■ WHAT TO DO
Leave out the pictures and copy the remaining records exactly.

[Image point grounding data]
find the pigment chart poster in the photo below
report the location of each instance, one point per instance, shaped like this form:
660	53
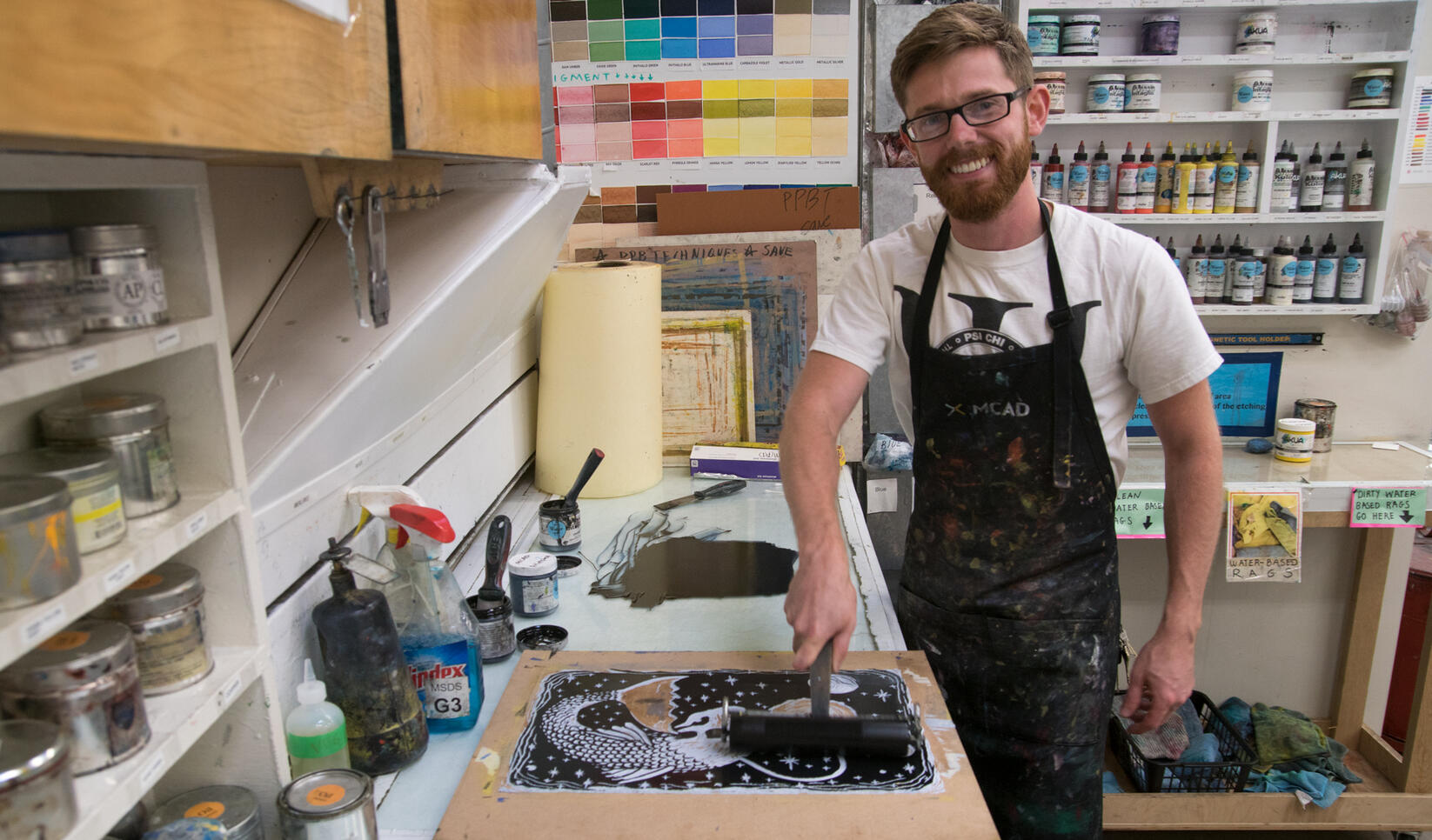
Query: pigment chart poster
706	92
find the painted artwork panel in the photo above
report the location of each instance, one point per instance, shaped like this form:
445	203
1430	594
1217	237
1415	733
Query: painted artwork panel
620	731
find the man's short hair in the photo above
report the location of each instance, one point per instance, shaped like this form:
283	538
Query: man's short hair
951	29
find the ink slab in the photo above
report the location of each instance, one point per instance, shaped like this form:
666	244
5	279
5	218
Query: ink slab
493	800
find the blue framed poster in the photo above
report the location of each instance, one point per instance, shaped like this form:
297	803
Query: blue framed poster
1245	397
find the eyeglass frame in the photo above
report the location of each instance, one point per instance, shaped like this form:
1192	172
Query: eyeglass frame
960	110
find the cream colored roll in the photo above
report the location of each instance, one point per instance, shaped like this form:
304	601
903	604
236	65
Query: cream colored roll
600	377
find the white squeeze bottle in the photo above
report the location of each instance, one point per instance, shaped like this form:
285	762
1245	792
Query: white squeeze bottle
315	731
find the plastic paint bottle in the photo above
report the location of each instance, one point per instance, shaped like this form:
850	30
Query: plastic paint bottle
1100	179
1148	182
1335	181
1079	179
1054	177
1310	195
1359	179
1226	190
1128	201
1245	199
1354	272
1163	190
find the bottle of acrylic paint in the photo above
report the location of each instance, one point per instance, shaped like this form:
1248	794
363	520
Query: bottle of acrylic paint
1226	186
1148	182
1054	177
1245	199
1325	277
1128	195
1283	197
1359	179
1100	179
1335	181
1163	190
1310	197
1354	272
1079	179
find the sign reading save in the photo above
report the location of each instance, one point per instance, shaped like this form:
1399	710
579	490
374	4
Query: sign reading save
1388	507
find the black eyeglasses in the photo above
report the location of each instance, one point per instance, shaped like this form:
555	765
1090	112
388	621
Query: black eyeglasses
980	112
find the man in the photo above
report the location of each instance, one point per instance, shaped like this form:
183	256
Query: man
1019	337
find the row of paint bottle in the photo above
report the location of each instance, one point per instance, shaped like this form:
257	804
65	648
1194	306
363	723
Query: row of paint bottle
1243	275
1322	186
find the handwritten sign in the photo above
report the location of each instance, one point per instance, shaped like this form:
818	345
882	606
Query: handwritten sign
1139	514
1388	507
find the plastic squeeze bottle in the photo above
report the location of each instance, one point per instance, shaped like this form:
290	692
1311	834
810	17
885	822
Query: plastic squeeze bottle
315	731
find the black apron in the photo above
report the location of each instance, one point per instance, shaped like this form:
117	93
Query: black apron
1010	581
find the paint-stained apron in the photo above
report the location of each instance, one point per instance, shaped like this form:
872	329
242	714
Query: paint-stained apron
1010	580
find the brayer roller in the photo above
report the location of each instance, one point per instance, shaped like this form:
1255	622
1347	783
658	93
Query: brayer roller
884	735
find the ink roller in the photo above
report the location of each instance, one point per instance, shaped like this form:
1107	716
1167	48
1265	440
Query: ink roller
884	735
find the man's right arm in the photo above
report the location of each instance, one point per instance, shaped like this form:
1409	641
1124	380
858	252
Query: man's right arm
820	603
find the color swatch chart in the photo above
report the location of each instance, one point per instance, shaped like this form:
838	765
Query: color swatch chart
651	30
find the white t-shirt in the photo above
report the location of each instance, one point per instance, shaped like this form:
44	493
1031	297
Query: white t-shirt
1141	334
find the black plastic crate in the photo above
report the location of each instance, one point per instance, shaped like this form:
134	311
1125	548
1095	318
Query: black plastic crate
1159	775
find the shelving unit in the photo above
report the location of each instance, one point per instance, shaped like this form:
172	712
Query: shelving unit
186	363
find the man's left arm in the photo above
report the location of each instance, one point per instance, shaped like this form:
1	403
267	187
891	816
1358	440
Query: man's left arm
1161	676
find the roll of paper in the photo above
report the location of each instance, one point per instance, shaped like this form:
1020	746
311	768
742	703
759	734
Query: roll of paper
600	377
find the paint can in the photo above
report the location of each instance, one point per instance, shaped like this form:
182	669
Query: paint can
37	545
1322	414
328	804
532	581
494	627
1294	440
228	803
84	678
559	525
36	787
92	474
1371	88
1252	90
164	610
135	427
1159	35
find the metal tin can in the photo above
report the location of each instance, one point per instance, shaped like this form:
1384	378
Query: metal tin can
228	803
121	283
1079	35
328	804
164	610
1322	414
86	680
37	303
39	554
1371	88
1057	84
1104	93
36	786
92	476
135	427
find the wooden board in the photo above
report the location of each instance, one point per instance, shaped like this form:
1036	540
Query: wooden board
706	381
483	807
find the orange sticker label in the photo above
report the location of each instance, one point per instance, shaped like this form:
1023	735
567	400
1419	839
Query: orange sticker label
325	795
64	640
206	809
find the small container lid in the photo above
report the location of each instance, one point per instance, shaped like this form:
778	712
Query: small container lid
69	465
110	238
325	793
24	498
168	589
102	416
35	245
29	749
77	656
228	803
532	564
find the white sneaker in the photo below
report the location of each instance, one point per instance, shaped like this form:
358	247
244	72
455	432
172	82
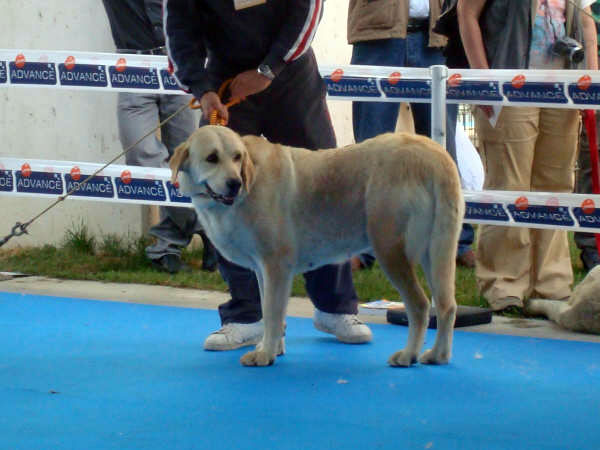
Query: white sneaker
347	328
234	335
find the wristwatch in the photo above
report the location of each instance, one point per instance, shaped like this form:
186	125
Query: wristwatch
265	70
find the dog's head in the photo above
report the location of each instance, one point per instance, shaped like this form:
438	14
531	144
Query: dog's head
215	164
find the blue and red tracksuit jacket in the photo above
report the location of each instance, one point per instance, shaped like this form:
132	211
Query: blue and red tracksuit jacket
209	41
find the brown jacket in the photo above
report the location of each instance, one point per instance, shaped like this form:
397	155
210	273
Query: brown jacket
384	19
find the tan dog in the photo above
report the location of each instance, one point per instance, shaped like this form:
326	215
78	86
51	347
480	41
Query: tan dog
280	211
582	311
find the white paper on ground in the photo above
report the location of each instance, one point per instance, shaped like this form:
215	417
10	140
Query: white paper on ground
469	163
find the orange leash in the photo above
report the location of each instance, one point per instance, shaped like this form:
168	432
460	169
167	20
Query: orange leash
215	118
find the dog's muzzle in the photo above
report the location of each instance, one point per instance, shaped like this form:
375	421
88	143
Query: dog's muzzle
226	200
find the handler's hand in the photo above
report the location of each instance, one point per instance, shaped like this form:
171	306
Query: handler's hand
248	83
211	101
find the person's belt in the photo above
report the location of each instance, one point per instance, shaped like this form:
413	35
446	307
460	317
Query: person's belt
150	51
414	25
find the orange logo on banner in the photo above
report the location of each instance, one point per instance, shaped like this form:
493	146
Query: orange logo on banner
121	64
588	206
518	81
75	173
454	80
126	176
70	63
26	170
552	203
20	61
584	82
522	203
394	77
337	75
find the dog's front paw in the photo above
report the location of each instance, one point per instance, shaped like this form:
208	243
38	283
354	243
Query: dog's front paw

■ TASK OUTPUT
find the pigment chart poster in the photo below
report the location of each instance, one point per instance, shaped like this form:
660	53
Query: pigment chart poster
706	92
find the painted artwork panel in the photo above
report the location of each instance, one point per instance, shaped like this form:
445	203
1430	594
1217	237
1415	733
Query: painted artwork panel
620	731
find the man's short hair in the photo above
report the location of each instance, one point per instance, shaped like this form:
283	538
Query: man's short hair
951	29
find the ink slab in the photo above
report the location of each instance, one point per instance, shaped like this form:
666	244
5	279
5	218
Query: ink slab
493	800
find the blue framed poster in the photo above
report the location of each instance, one point per instance, shaped like this form:
297	803
Query: blue framed poster
1245	397
find the eyeglass frame in the photo above
report the location of each instance, one point per instance, shaped like this form:
1192	172
Query: eyeglass frame
960	110
find the cream colored roll in the photo above
report the location of each instance, one point per instance, shaped like this form:
304	601
903	604
236	65
Query: cream colored roll
600	377
find the white squeeze bottle in the photo above
report the location of each instance, one point per instance, shaped like this form:
285	762
1245	792
Query: white squeeze bottle
315	731
find the plastic paint bottle in the photo above
report the location of each instance, one point per instance, shaped like this form:
850	30
Query: plastic paint bottle
1100	179
1148	182
1335	181
1079	179
1054	177
1310	195
1359	179
1226	190
1128	201
1245	199
1354	272
1163	190
find the bottle of acrylic paint in the photo above
report the location of each instance, one point per instance, shaped like this form:
1248	794
363	520
Query: bottle of acrylic paint
1226	186
1148	182
1054	177
1245	199
1325	277
1128	195
1283	197
1359	179
1100	179
1335	181
1163	190
1310	197
1354	272
1079	179
find the sign reading save in the photo above
report the location of each instance, one point per instance, shaped like this form:
1399	710
579	490
374	4
Query: sign reading save
1388	507
find the black eyeglasses in the photo above
report the location of each instance, one point per instance, shaped like this form:
555	765
1090	112
388	621
Query: black eyeglasses
980	112
find the man in the photo above
report the location of each instance, one point per instance, shaped like this form:
183	256
Query: man
1019	337
find the row of paint bottle in the photo above
report the location of each instance, one point per instance, shaped like this form:
257	804
65	648
1194	306
363	723
Query: row of paint bottle
1243	275
1322	186
find the handwritten sign in the photo above
report the location of each instance, one point per instance, shaped like this form:
818	345
882	606
Query: handwritten sign
1139	514
1388	507
find the plastic squeeze bottle in the photo above
report the location of each instance, one point per instance, shaped like this form:
290	692
1311	834
810	17
885	822
Query: plastic squeeze bottle
315	731
find the black apron in the photo above
report the location of each instance, one point per instance, shaped like this form:
117	93
Query: black apron
1010	581
find the paint-stained apron in the photo above
report the location of each instance, one point per instance, shaped like this form:
872	329
242	714
Query: paint-stained apron
1010	580
find the brayer roller in the photo above
report the location of each instance, one point per instance, shaped like this form:
1255	622
1347	783
658	93
Query: brayer roller
884	735
find the ink roller in the photo above
report the location of each instance, one point per instance, shaped like this form:
1107	716
1167	48
1265	440
Query: ink roller
884	735
find the man's right arm in the photo above
report the location of each instance, one point per instance, shaped like this form:
1409	641
1124	380
858	252
Query: man's right arm
820	603
find the color swatch chart in the photo above
report the location of each instance, one point per instance, shaped like this form:
838	765
Query: color swatch chart
651	30
find the white t-shirt in the photo above
report the location of each instance, one point per instance, shaped like this form:
44	493
1031	297
Query: white t-shirt
1141	334
find the black plastic crate in the photo above
report the location of each instance, one point per instance, shaped like this form:
134	311
1125	548
1095	318
Query: black plastic crate
1159	775
find the shelving unit in the photo above
report the location of each instance, one point per instance, shaped like this form:
172	712
Query: shelving unit
186	363
find the man's left arm in the photo above
report the location of each instance, one point per instance, shaped like this form:
1	403
267	187
891	816
1358	440
Query: man's left arm
1161	676
find the roll of paper in the photo above
report the location of each instance, one point per instance, shaped like this form:
1020	746
311	768
742	703
759	734
Query: roll of paper
600	377
find the paint can in the photo above
report the location of each instance, one point per instance, shaped like this form:
182	669
Query: paint can
37	545
1322	414
328	804
532	581
494	627
1294	440
228	803
84	678
559	525
36	787
92	474
1371	88
1252	90
164	610
135	427
1159	35
find the metal tin can in the photo above
report the location of each instance, one point per instance, shaped like this form:
1384	378
Query: metal tin can
228	803
121	283
1079	35
328	804
164	610
1322	414
86	680
37	303
39	554
1371	88
1057	84
1104	93
36	786
92	476
135	427
find the wooden board in the photo above
report the location of each instance, one point per instance, shaped like this form:
1036	540
Query: wooden board
706	381
483	807
find the orange sticker label in the photo above
report the location of each instance, one point per instance, shaped like this form:
1023	735
567	400
1419	839
Query: orange sticker label
325	795
64	640
206	809
find the small container lid in the photo above
report the location of each instance, one point per instance, shaped like this form:
778	712
Query: small container lid
69	465
110	238
325	793
24	498
168	589
102	416
35	245
29	749
77	656
228	803
532	564
find the white sneaker in the photo below
report the location of each instance, one point per instance, shaped like this form:
358	247
244	72
455	432
172	82
Query: white sneaker
347	328
234	335
find the wristwatch in the photo above
report the location of each instance, one point per instance, shaped like this form:
186	125
Query: wristwatch
265	70
find the dog's head in the photo above
report the location of each instance, one point per instance, shaped like this form:
438	14
531	144
Query: dog's head
215	164
find the blue and red tracksuit jacket in the photo above
report the location of each instance, one point per instance, shaped like this form:
132	211
Query: blue and red tracksuit jacket
209	41
find the brown jacket in the photo above
report the location of each instance, one point per instance, shaped like this form:
397	155
210	273
Query: brown jacket
384	19
find the tan dog in the photo above
report the location of each instance, one point per instance, shaped like this form:
326	215
78	86
51	347
480	41
Query: tan dog
280	211
582	311
find the white paper on ground in the photo above
report the location of each instance, one point per instance, shaped like this form:
215	417
10	140
Query: white paper on ground
469	163
find the orange leash in the photo above
report the location of each instance, one point per instance, shaped like this form:
168	432
460	169
167	20
Query: orange leash
215	118
find the dog's muzzle in the photo above
report the location of each instance, one point per instance, shaped like this form:
375	421
88	143
Query: dog's muzzle
226	200
find the handler's hand in the photo above
report the location of each instance, one point per instance, shaped like this form:
171	306
Query: handler's hand
248	83
211	101
find the person's belt in the photo above
report the location of each instance, one point per instance, shaped like this form:
413	35
446	307
460	317
Query: person's belt
150	51
414	25
find the orange logo on banner in the photo above
report the location of each instance, one point per instance, shaped like this form:
493	146
Query: orange logo on banner
121	64
588	206
518	81
75	173
454	80
126	176
70	63
26	170
552	203
20	61
584	82
522	203
394	77
337	75
find the dog's front paw in the photo above
report the location of each instance, one point per instance, shaped like this form:
208	243
38	283
354	243
Query: dog's front paw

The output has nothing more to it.